Print, without any alteration, only the lines of the material below that begin with the line containing "Target: dolphin's rostrum" and continue through the line containing "column 869, row 564", including both of those lines.

Records from a point labeling set
——

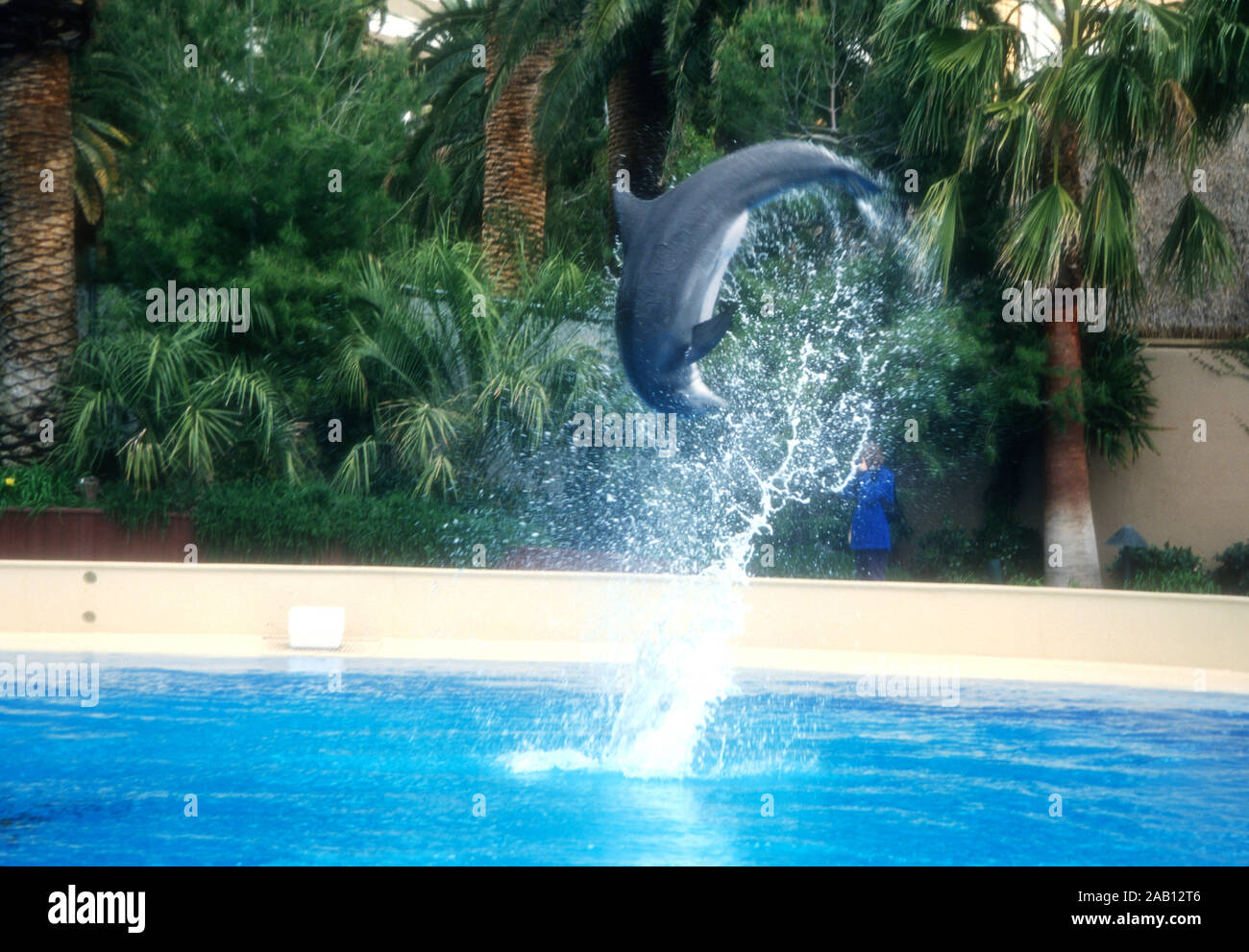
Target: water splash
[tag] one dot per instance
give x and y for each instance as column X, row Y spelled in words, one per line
column 715, row 502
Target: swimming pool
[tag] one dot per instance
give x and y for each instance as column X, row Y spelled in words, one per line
column 342, row 761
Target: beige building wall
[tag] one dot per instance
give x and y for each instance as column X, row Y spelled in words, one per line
column 1190, row 494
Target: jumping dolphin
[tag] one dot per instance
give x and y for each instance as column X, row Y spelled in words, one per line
column 675, row 250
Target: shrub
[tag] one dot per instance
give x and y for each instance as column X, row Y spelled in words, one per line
column 1233, row 571
column 948, row 553
column 273, row 521
column 37, row 487
column 1170, row 569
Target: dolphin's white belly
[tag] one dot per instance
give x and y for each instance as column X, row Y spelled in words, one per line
column 727, row 249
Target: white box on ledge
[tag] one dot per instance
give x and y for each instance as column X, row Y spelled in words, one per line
column 313, row 627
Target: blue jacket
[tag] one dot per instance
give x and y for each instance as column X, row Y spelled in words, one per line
column 869, row 528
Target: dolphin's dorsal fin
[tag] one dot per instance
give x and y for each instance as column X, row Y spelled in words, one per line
column 704, row 336
column 629, row 215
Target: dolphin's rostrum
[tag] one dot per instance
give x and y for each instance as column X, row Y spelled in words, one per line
column 675, row 250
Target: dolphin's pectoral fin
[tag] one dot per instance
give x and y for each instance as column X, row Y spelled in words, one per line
column 631, row 212
column 706, row 335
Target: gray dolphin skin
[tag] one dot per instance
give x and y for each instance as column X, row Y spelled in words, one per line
column 675, row 250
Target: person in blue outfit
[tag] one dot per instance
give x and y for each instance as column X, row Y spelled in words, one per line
column 872, row 486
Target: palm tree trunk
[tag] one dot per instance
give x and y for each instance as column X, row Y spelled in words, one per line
column 513, row 200
column 1068, row 502
column 637, row 125
column 37, row 329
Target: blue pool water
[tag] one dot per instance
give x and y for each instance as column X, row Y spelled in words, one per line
column 369, row 764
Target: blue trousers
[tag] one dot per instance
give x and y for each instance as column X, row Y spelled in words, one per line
column 869, row 564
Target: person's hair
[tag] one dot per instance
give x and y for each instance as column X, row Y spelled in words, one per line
column 872, row 456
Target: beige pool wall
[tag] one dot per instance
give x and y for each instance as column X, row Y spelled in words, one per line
column 240, row 611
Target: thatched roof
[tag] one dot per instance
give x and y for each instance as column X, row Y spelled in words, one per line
column 1164, row 311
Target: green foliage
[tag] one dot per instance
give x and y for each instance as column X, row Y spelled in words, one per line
column 1233, row 571
column 752, row 103
column 948, row 553
column 1116, row 398
column 255, row 520
column 1124, row 84
column 226, row 182
column 37, row 487
column 954, row 553
column 1165, row 570
column 162, row 402
column 453, row 378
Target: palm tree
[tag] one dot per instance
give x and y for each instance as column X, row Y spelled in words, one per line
column 453, row 378
column 513, row 194
column 159, row 406
column 37, row 329
column 1116, row 84
column 478, row 127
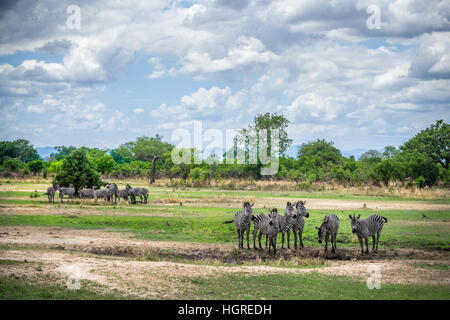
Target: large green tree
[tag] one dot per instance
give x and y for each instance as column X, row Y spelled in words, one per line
column 150, row 149
column 19, row 149
column 78, row 170
column 319, row 153
column 433, row 142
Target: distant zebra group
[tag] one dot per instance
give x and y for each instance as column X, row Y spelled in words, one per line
column 293, row 219
column 110, row 194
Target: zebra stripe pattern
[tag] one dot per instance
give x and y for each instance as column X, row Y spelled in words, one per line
column 285, row 222
column 299, row 222
column 369, row 227
column 70, row 192
column 329, row 228
column 242, row 220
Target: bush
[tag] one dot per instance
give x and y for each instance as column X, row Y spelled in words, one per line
column 77, row 169
column 420, row 182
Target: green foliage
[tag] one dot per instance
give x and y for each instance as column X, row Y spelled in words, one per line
column 35, row 166
column 55, row 166
column 78, row 170
column 199, row 174
column 12, row 165
column 319, row 153
column 18, row 149
column 433, row 142
column 62, row 152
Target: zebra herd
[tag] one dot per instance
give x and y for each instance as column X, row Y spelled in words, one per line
column 293, row 219
column 111, row 193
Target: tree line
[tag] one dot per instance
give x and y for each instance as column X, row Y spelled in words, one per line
column 421, row 161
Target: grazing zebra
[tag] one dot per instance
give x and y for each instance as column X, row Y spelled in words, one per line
column 285, row 222
column 70, row 192
column 299, row 222
column 329, row 228
column 134, row 192
column 111, row 192
column 270, row 227
column 87, row 193
column 100, row 194
column 122, row 194
column 51, row 193
column 257, row 220
column 366, row 228
column 242, row 221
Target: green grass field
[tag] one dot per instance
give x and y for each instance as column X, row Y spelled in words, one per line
column 199, row 219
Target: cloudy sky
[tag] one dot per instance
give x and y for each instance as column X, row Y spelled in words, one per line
column 136, row 68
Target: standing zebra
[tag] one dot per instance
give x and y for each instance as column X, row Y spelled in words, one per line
column 257, row 220
column 87, row 193
column 285, row 222
column 111, row 192
column 270, row 227
column 366, row 228
column 299, row 222
column 134, row 192
column 242, row 221
column 51, row 191
column 329, row 227
column 70, row 192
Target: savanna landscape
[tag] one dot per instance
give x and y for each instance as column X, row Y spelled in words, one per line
column 177, row 247
column 225, row 150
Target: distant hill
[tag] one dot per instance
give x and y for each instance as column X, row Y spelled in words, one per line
column 44, row 152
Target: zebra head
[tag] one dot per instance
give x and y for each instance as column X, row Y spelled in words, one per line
column 248, row 208
column 301, row 210
column 322, row 231
column 355, row 222
column 290, row 211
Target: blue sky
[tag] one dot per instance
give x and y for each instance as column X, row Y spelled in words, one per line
column 135, row 69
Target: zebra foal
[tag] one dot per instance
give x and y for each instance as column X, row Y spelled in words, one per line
column 242, row 220
column 329, row 228
column 298, row 222
column 366, row 228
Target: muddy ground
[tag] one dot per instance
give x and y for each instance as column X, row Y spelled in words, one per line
column 156, row 269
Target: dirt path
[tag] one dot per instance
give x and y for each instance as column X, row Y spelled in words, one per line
column 111, row 259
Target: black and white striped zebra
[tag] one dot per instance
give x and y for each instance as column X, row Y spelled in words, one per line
column 369, row 227
column 329, row 228
column 242, row 220
column 257, row 220
column 270, row 227
column 298, row 222
column 285, row 222
column 51, row 191
column 66, row 191
column 87, row 193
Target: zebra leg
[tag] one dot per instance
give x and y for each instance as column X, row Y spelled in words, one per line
column 248, row 241
column 367, row 244
column 300, row 235
column 295, row 238
column 289, row 238
column 378, row 239
column 274, row 241
column 360, row 242
column 239, row 238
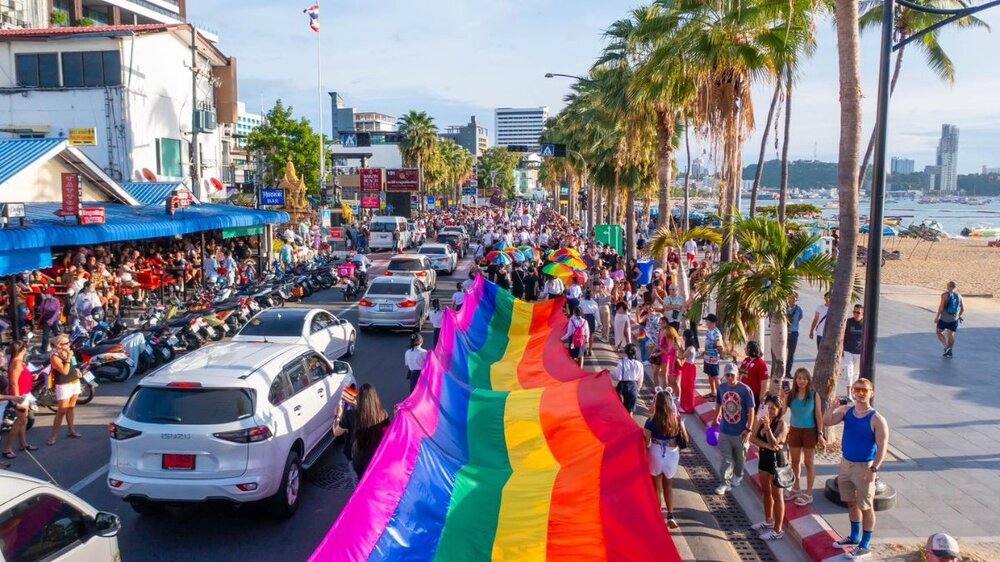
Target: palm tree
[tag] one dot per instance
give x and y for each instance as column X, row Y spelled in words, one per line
column 420, row 137
column 907, row 22
column 772, row 267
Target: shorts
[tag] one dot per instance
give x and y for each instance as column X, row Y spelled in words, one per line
column 663, row 459
column 950, row 326
column 803, row 437
column 851, row 480
column 67, row 391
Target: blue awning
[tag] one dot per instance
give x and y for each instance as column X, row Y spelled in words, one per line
column 44, row 230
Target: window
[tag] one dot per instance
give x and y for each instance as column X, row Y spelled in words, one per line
column 296, row 373
column 281, row 390
column 37, row 70
column 169, row 161
column 40, row 527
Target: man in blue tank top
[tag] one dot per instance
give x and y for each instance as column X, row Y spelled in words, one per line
column 863, row 445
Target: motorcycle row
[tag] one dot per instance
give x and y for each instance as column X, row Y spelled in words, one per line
column 110, row 351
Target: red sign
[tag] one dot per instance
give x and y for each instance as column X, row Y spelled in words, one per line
column 92, row 215
column 72, row 195
column 371, row 180
column 402, row 179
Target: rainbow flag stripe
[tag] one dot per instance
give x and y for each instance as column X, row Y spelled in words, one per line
column 506, row 450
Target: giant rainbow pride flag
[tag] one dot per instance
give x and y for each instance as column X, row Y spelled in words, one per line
column 506, row 450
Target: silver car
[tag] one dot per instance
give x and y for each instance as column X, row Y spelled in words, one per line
column 394, row 302
column 413, row 265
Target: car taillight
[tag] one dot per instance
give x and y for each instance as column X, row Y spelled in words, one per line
column 120, row 433
column 250, row 435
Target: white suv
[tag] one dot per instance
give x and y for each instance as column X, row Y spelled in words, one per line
column 236, row 422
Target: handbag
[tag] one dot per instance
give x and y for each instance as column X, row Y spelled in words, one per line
column 783, row 476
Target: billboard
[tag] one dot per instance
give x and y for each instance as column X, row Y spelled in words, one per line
column 402, row 179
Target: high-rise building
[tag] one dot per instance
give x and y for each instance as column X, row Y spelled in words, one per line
column 902, row 165
column 947, row 158
column 470, row 136
column 521, row 126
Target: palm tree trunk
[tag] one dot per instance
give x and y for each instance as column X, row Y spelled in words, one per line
column 871, row 140
column 849, row 63
column 783, row 188
column 763, row 148
column 687, row 175
column 664, row 162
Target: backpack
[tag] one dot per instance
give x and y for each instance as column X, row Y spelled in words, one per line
column 953, row 303
column 579, row 338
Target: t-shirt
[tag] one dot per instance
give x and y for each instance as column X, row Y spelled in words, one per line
column 853, row 336
column 822, row 310
column 737, row 403
column 755, row 370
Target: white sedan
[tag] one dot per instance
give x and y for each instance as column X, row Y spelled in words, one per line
column 333, row 337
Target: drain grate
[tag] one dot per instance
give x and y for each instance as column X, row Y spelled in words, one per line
column 333, row 479
column 726, row 511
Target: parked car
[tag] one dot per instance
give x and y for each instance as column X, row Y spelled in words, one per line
column 236, row 422
column 455, row 240
column 41, row 521
column 442, row 257
column 394, row 302
column 327, row 334
column 413, row 265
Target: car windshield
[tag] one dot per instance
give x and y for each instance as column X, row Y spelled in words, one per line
column 382, row 226
column 189, row 406
column 274, row 323
column 406, row 265
column 389, row 289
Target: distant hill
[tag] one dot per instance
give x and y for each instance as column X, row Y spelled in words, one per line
column 802, row 174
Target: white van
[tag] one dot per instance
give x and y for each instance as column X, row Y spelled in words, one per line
column 381, row 232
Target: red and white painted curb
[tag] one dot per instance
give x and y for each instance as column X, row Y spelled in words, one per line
column 801, row 522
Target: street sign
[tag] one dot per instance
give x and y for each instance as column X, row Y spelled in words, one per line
column 92, row 215
column 83, row 137
column 371, row 180
column 272, row 197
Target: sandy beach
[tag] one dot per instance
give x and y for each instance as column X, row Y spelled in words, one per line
column 970, row 263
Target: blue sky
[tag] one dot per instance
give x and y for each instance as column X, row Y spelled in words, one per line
column 456, row 58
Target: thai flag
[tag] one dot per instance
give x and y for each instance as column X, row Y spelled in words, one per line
column 313, row 13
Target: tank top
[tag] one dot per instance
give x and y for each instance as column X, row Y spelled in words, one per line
column 804, row 411
column 858, row 442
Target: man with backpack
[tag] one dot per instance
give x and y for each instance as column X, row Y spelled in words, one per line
column 949, row 316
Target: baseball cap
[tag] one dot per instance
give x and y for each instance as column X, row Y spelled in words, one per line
column 943, row 546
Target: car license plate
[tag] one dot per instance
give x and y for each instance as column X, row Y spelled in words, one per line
column 178, row 462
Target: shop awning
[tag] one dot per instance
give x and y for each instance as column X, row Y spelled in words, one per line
column 44, row 230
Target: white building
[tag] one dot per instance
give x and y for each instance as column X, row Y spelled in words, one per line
column 130, row 87
column 520, row 126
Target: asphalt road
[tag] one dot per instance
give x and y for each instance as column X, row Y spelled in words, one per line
column 210, row 532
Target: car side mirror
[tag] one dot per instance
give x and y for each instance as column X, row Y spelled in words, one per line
column 107, row 524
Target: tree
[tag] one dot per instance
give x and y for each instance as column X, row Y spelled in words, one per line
column 760, row 284
column 907, row 22
column 281, row 138
column 504, row 163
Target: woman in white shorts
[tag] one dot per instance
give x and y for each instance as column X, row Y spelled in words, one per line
column 67, row 379
column 662, row 430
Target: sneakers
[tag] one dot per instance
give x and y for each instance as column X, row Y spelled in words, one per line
column 772, row 535
column 845, row 542
column 858, row 554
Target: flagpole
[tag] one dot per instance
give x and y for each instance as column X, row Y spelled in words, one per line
column 319, row 98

——

> _Complete answer_:
Target: dolphin's rostrum
[tag] one dot per instance
give x and y for each instance as column X, row Y spelled in words, one per line
column 675, row 250
Target: dolphin's pectoral fin
[tag] one dot per instance
give x and y for each instance as column X, row Y spelled in words, one per line
column 631, row 212
column 706, row 335
Target: gray dolphin skin
[tag] one dot per instance
give x and y for each instance as column X, row Y spelled in words, one per line
column 675, row 250
Target: person in blue outfit
[tag] one dot per instance
give x and y for each instance as column X, row Y spelled in words, one per line
column 872, row 486
Target: palm tree trunk
[tag] one dot per instance
give x and y for each instance as column X, row Y spelled in words, one per line
column 513, row 200
column 1068, row 502
column 637, row 125
column 37, row 329
Target: blue pool water
[tag] one dot per instance
give x and y for each instance as column X, row Y spelled in words, one per line
column 369, row 764
Target: blue trousers
[tag] one dot per instance
give x and y for each instance as column X, row Y spelled in words, one per line
column 869, row 564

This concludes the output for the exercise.